__Article__
Search code examples
apache-sparkgcloudgoogle-cloud-dataproc

(gcloud.dataproc.batches.submit.spark) unrecognized arguments: --subnetwork=


I am trying to submit google dataproc batch job. As per documentation Batch Job, we can pass subnetwork as parameter. But when use, it give me

ERROR: (gcloud.dataproc.batches.submit.spark) unrecognized arguments: --subnetwork=

Here is gcloud command I have used,

gcloud dataproc batches submit spark \
    --region=us-east4 \
    --jars=file:///usr/lib/spark/examples/jars/spark-examples.jar \
    --class=org.apache.spark.examples.SparkPi \
     --subnetwork="https://www.googleapis.com/compute/v1/projects/myproject/regions/us-east4/subnetworks/network-svc" \
    -- 1000

Solution

  • According to dataproc batches docs, the subnetwork URI needs to be specified using argument --subnet.

    Try:

    gcloud dataproc batches submit spark \
        --region=us-east4 \
        --jars=file:///usr/lib/spark/examples/jars/spark-examples.jar \
        --class=org.apache.spark.examples.SparkPi \
        --subnet="https://www.googleapis.com/compute/v1/projects/myproject/regions/us-east4/subnetworks/network-svc" \
        -- 1000

__Excerpted data__
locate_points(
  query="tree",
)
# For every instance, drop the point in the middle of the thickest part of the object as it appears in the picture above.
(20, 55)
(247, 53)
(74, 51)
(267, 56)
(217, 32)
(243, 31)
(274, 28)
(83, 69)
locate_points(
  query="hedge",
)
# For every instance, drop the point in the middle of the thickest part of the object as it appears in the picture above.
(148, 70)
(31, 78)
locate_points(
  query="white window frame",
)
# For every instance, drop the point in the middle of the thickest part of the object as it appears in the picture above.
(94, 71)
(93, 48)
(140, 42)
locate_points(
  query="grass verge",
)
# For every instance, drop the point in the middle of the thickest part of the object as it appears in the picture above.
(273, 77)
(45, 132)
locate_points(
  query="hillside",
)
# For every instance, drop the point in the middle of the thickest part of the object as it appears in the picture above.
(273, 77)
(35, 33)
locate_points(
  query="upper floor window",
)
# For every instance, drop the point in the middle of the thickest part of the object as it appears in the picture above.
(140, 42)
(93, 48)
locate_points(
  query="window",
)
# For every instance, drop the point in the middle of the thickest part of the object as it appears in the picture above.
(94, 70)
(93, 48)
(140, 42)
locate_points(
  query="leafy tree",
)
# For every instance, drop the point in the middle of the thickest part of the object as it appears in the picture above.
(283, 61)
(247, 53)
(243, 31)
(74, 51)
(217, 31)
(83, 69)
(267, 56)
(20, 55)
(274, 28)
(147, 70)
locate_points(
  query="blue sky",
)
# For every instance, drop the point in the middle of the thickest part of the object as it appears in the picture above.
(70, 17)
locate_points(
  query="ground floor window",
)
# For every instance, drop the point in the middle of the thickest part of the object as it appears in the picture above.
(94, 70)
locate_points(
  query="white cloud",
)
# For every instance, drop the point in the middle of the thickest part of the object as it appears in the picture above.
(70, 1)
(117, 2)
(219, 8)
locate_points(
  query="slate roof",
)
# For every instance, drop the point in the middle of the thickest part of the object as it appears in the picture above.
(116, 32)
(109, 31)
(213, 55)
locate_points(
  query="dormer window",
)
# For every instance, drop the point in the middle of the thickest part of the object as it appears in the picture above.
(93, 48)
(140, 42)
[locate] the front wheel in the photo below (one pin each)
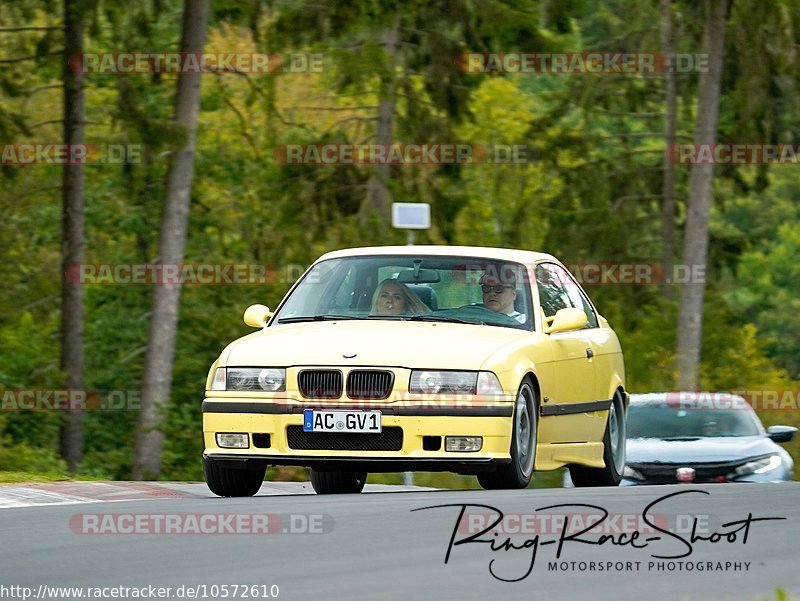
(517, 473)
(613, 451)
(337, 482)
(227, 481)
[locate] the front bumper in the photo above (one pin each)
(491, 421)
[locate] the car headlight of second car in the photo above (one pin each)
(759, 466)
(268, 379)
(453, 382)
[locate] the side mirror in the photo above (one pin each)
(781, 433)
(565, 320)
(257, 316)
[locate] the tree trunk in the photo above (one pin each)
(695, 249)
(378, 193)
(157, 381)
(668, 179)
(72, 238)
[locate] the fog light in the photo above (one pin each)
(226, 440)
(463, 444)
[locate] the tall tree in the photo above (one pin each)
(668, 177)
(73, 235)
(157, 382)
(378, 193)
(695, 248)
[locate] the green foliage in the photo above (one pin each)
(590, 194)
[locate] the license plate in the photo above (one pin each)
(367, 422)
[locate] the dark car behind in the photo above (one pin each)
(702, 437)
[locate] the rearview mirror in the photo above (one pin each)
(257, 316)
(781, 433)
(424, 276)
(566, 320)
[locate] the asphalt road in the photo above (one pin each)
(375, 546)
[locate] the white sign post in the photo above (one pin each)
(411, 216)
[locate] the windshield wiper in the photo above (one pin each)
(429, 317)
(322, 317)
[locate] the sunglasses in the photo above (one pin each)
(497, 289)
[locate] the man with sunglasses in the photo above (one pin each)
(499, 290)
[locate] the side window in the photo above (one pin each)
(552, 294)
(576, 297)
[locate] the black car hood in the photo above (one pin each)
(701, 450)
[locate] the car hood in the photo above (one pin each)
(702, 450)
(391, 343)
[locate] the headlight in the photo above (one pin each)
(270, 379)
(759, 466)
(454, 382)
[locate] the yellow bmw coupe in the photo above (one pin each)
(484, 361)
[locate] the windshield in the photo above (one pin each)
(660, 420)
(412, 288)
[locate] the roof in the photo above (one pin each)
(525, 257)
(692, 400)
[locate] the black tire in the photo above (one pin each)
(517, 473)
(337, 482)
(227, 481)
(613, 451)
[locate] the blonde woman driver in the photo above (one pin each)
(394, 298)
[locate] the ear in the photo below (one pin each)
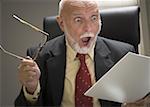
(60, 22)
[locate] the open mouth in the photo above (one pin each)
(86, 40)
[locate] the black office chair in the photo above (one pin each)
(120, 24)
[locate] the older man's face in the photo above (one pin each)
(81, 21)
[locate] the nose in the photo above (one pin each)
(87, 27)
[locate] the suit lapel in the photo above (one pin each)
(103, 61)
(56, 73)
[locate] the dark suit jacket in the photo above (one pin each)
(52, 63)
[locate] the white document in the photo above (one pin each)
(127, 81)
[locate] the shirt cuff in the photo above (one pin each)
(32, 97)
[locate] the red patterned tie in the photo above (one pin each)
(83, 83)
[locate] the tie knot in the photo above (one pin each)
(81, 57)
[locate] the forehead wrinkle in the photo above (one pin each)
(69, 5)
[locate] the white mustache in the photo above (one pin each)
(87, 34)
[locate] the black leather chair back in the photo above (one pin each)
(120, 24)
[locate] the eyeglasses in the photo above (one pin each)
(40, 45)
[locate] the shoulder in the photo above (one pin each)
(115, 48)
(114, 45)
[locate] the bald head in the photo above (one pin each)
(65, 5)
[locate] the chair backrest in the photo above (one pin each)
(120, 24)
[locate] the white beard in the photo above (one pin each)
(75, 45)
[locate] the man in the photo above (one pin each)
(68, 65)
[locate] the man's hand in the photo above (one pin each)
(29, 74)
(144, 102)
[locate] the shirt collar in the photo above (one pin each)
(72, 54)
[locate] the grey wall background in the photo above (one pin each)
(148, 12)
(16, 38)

...

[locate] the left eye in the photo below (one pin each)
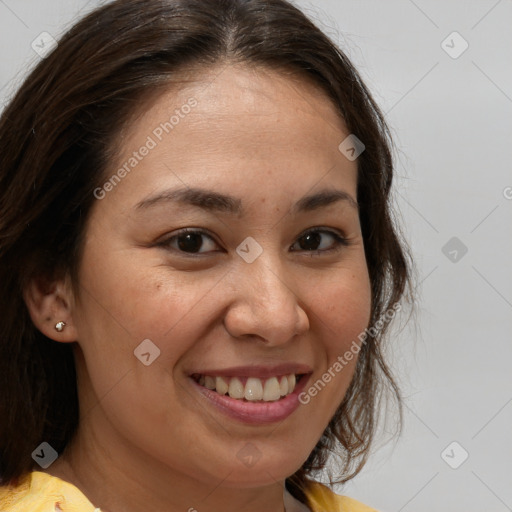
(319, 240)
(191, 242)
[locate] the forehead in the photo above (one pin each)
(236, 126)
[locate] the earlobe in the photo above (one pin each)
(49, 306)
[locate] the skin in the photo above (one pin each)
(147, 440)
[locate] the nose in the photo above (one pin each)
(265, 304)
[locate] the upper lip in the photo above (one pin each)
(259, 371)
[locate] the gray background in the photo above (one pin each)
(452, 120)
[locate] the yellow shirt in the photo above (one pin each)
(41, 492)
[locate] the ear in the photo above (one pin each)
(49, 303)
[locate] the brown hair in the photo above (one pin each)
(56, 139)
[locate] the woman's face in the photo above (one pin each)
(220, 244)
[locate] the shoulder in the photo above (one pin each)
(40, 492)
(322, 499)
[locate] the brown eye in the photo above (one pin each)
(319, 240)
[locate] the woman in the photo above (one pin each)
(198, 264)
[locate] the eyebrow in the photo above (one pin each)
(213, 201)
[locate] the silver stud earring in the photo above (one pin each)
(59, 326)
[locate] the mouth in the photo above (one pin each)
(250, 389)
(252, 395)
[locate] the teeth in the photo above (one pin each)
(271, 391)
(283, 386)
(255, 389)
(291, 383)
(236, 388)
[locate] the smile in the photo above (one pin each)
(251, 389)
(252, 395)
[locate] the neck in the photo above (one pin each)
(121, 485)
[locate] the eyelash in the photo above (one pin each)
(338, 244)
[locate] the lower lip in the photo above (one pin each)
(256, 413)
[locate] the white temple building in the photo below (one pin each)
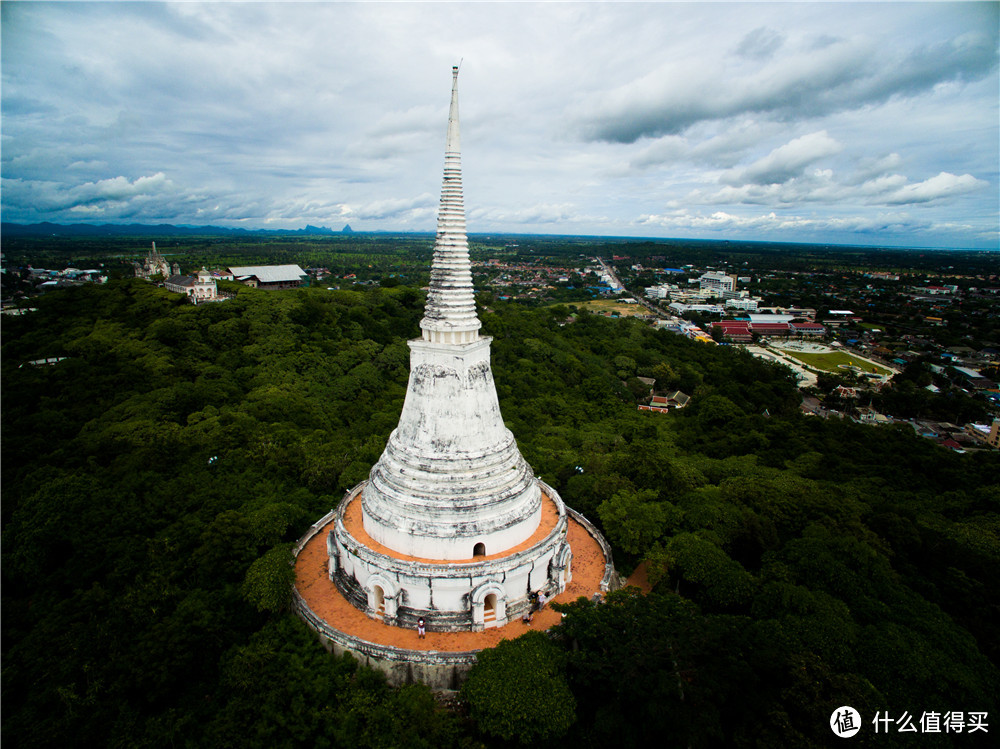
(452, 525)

...

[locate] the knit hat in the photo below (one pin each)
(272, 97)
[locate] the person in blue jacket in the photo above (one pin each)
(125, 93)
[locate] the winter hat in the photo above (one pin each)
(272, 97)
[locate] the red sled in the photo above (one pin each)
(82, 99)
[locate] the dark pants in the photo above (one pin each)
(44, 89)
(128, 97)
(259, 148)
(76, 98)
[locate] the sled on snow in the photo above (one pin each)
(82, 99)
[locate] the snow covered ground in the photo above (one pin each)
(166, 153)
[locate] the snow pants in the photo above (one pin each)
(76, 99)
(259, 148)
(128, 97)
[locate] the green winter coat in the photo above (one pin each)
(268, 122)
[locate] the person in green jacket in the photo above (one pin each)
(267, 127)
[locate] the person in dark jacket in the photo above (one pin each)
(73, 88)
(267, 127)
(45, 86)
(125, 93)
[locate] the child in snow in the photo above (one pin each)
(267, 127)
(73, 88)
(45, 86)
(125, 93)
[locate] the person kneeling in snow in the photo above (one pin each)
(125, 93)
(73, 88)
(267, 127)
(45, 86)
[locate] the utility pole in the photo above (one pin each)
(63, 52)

__Things to do__
**a.** Reproduce everything in the Dataproc thread from "ERROR: (gcloud.dataproc.batches.submit.spark) unrecognized" down to "using argument --subnet.".
**b.** In the Dataproc thread's solution, which argument specifies the subnetwork URI?
The rows are separate material from the Dataproc thread.

__Solutions in order__
**a.**
ERROR: (gcloud.dataproc.batches.submit.spark) unrecognized arguments: --subnetwork=

Here is gcloud command I have used,

gcloud dataproc batches submit spark \
    --region=us-east4 \
    --jars=file:///usr/lib/spark/examples/jars/spark-examples.jar \
    --class=org.apache.spark.examples.SparkPi \
     --subnetwork="https://www.googleapis.com/compute/v1/projects/myproject/regions/us-east4/subnetworks/network-svc" \
    -- 1000

Solution

  • According to dataproc batches docs, the subnetwork URI needs to be specified using argument --subnet.

**b.** The argument --subnet.